- _RECORDS TO PROCESS_
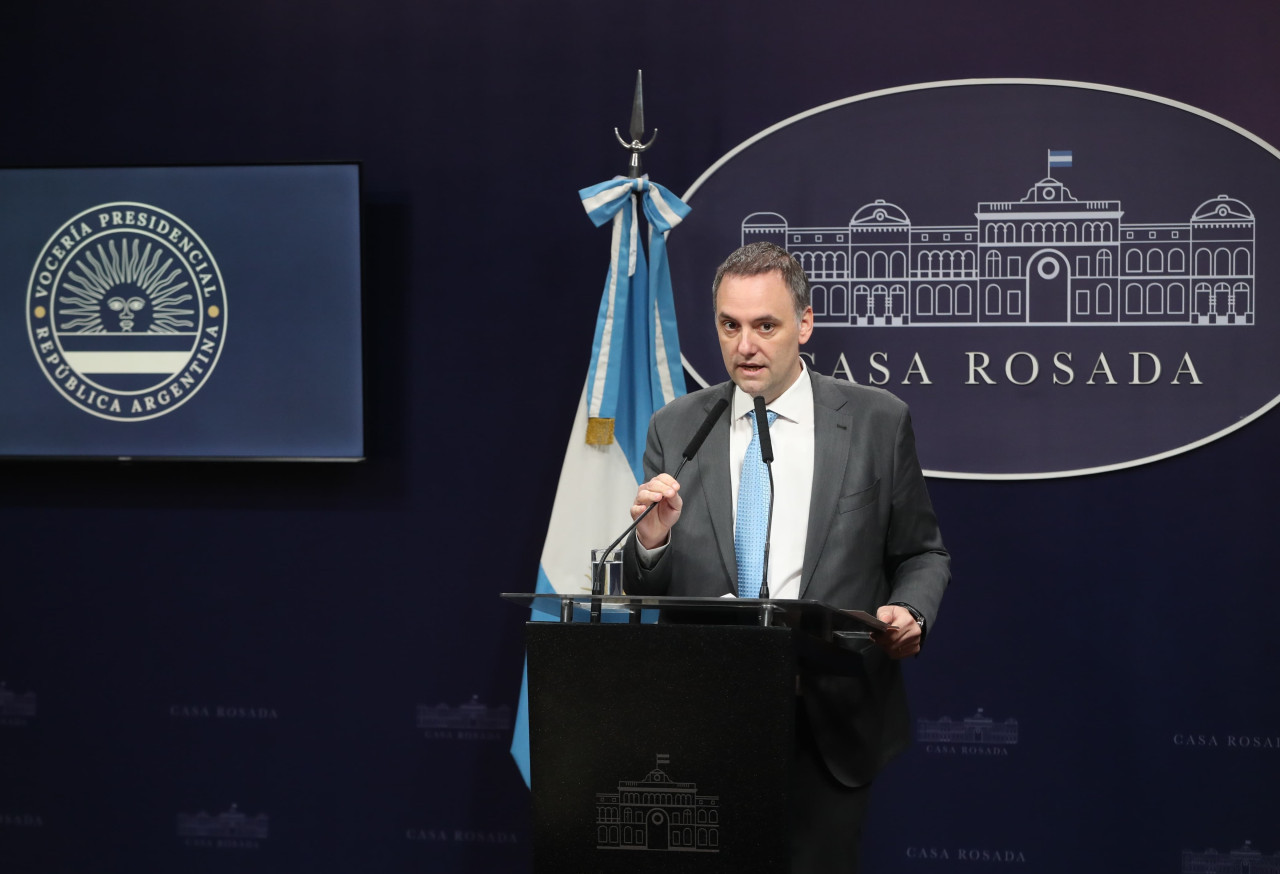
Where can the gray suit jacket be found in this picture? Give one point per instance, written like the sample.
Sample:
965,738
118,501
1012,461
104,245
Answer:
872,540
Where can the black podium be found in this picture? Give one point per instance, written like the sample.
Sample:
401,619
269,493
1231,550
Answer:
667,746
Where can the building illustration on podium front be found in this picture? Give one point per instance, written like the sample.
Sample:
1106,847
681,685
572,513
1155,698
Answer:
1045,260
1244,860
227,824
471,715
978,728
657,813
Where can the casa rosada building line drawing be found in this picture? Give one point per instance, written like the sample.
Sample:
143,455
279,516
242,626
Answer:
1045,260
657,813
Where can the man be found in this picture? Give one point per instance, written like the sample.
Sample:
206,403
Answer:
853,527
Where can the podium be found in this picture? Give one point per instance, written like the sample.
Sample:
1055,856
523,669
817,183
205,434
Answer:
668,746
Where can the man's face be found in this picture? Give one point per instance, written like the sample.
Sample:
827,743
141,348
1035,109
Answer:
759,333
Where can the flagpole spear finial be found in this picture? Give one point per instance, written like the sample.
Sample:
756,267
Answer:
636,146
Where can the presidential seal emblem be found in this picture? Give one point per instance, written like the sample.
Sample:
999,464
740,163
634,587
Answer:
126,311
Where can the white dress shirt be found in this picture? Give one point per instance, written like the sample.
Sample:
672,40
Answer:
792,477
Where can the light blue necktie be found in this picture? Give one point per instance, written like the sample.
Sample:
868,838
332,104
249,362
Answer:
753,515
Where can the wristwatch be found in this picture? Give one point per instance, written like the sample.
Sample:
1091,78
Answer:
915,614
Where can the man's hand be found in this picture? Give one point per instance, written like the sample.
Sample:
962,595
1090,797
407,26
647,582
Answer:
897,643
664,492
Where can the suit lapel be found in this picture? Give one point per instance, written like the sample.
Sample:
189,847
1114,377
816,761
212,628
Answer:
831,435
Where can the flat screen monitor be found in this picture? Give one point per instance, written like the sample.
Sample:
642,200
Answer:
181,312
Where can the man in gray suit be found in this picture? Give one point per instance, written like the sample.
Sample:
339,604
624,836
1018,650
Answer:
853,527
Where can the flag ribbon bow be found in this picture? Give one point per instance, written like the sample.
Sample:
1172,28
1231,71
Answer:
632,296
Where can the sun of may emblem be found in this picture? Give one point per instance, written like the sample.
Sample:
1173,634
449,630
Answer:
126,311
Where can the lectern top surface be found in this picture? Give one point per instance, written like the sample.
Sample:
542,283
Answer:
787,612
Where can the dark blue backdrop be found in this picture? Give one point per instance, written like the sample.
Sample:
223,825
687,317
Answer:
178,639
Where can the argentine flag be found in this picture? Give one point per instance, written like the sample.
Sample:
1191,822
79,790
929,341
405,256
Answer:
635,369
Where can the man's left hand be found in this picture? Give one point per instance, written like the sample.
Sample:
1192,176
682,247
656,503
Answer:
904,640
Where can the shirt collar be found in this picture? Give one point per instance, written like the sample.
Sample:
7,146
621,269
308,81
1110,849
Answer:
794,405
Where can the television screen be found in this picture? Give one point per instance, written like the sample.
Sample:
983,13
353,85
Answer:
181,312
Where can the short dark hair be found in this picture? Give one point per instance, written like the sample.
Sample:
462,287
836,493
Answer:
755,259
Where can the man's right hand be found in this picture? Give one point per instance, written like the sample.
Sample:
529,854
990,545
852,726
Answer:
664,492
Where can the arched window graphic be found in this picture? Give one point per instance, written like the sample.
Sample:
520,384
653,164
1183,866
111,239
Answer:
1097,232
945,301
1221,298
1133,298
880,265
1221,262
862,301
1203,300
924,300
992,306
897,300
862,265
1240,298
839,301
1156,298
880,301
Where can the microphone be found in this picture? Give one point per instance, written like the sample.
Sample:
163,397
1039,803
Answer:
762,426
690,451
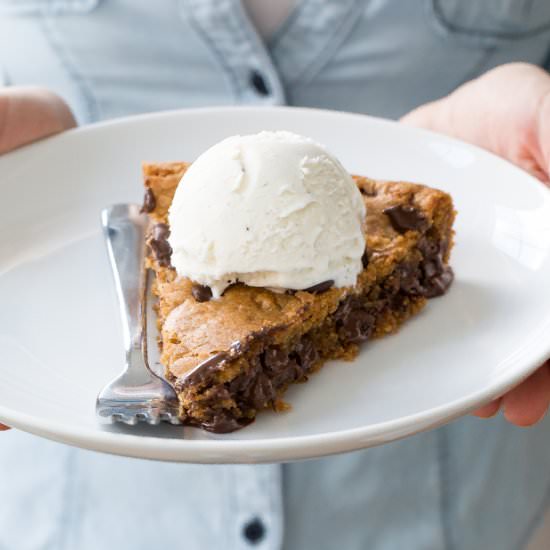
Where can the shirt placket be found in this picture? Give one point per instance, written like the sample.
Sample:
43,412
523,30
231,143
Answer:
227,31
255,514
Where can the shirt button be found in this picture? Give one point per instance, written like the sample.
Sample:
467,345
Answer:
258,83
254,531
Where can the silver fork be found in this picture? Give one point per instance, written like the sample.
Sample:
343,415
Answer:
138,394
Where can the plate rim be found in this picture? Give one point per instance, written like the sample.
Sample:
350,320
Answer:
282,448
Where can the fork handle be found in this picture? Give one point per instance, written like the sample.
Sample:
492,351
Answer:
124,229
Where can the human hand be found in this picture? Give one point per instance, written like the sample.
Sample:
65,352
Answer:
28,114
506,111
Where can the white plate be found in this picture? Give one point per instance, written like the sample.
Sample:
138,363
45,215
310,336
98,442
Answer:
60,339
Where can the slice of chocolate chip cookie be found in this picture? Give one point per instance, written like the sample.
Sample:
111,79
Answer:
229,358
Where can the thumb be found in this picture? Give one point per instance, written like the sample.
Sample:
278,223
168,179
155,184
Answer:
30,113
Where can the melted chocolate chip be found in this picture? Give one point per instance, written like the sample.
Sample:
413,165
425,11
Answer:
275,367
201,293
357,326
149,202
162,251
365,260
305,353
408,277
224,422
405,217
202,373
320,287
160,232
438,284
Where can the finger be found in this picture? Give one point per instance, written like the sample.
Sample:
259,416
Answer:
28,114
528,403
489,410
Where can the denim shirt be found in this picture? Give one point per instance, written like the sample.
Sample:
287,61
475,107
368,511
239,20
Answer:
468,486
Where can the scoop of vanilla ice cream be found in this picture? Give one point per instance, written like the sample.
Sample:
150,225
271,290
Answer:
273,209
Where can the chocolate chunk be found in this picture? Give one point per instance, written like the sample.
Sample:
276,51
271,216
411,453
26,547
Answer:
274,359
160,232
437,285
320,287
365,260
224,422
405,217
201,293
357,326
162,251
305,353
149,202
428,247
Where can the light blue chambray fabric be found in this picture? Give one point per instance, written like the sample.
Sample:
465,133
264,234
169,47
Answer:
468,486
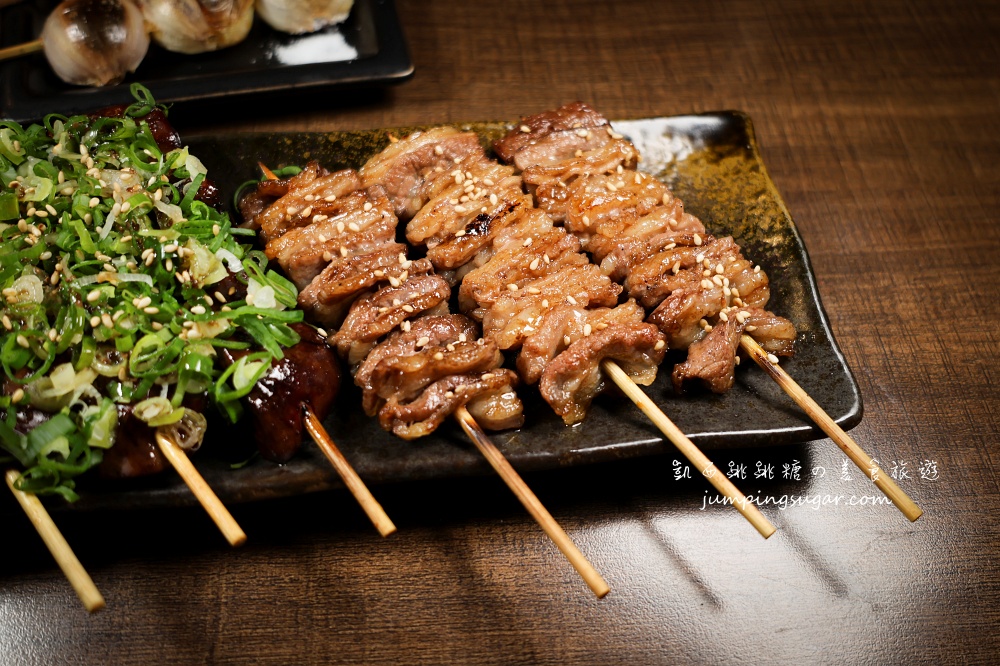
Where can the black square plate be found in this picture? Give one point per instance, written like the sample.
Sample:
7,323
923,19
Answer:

...

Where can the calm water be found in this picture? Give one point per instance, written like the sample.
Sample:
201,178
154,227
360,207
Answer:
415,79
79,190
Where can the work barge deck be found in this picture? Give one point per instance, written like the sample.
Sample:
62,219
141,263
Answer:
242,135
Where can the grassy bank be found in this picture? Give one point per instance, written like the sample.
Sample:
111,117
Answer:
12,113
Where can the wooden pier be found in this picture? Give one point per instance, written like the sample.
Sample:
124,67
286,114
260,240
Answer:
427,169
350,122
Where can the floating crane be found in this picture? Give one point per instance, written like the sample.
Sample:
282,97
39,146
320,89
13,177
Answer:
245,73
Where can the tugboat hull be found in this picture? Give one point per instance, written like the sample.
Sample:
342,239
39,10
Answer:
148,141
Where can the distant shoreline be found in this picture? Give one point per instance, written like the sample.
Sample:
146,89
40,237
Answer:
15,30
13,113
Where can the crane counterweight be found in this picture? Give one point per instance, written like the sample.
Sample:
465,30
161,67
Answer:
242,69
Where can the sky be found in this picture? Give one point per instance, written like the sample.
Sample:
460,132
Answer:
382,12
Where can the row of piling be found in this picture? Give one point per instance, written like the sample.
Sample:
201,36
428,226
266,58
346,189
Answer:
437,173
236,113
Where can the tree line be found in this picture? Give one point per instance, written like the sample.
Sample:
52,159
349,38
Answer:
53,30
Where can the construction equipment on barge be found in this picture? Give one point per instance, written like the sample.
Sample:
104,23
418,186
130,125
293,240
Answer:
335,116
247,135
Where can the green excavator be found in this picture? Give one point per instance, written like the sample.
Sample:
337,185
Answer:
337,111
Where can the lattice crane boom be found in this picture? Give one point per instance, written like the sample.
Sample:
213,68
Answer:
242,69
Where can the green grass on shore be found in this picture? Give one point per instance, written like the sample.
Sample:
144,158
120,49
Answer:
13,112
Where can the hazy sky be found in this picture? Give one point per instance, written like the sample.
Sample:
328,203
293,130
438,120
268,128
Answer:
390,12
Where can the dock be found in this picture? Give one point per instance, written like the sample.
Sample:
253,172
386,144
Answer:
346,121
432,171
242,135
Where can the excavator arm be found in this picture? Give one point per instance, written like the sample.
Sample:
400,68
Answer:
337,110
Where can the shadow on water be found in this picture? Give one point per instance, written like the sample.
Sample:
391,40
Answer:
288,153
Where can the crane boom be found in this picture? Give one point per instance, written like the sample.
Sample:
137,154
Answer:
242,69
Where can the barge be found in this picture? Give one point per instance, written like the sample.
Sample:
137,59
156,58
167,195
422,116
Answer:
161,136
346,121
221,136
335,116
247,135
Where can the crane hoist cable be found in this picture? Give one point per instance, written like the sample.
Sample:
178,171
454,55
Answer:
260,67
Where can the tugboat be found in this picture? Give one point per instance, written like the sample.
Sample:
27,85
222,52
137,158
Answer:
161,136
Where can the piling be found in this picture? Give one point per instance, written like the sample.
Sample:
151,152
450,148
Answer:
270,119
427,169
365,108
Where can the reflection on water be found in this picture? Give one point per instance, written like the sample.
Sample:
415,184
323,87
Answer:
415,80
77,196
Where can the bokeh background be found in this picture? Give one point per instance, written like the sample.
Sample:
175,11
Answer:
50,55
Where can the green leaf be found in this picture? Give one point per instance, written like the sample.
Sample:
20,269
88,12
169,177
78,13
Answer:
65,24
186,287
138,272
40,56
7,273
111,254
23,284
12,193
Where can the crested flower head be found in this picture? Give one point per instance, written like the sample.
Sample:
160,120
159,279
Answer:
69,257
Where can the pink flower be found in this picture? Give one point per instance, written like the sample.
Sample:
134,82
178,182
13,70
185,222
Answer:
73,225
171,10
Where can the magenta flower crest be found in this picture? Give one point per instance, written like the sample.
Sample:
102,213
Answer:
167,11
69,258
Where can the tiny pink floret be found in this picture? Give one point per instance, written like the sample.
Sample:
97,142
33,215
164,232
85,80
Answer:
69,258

* * *

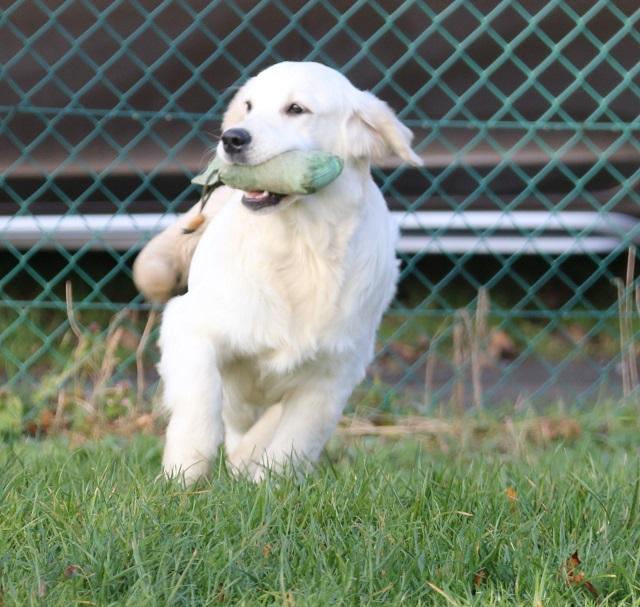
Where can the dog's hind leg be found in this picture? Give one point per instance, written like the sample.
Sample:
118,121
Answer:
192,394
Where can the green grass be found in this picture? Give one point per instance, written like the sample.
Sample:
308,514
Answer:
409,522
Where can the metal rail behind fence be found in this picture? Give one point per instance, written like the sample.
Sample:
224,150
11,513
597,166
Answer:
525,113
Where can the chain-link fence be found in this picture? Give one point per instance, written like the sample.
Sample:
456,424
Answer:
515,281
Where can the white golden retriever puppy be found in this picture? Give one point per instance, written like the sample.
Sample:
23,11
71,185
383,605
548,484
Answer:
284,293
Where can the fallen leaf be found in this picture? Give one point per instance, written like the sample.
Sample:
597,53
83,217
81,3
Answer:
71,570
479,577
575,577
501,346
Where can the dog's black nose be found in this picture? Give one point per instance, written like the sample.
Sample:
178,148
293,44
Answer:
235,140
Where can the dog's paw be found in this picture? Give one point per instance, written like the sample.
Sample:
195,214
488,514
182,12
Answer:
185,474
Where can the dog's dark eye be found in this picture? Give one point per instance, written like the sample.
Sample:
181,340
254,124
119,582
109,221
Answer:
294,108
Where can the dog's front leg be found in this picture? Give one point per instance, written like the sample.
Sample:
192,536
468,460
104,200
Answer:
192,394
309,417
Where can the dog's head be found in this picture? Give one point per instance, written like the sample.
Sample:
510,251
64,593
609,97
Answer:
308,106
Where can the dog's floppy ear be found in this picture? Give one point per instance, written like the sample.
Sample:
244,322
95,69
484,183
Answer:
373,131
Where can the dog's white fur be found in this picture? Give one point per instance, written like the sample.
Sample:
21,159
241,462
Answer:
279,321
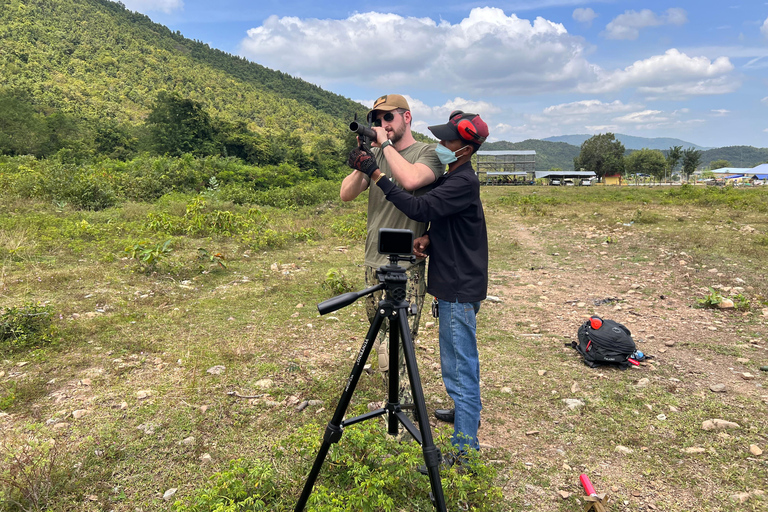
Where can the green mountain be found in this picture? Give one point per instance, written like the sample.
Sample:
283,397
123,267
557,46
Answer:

- _EXERCISE DESCRIPTION_
Return every line of the lines above that contains the word "leaf", keeping in mind that case counts.

- _RESULT FOR THIS EXERCISE_
Where can the green leaf be found in this picture? Give one point per instance, written like the sample.
Where can the fallen leaf be found in this picture? Give one point per instance, written like the sample.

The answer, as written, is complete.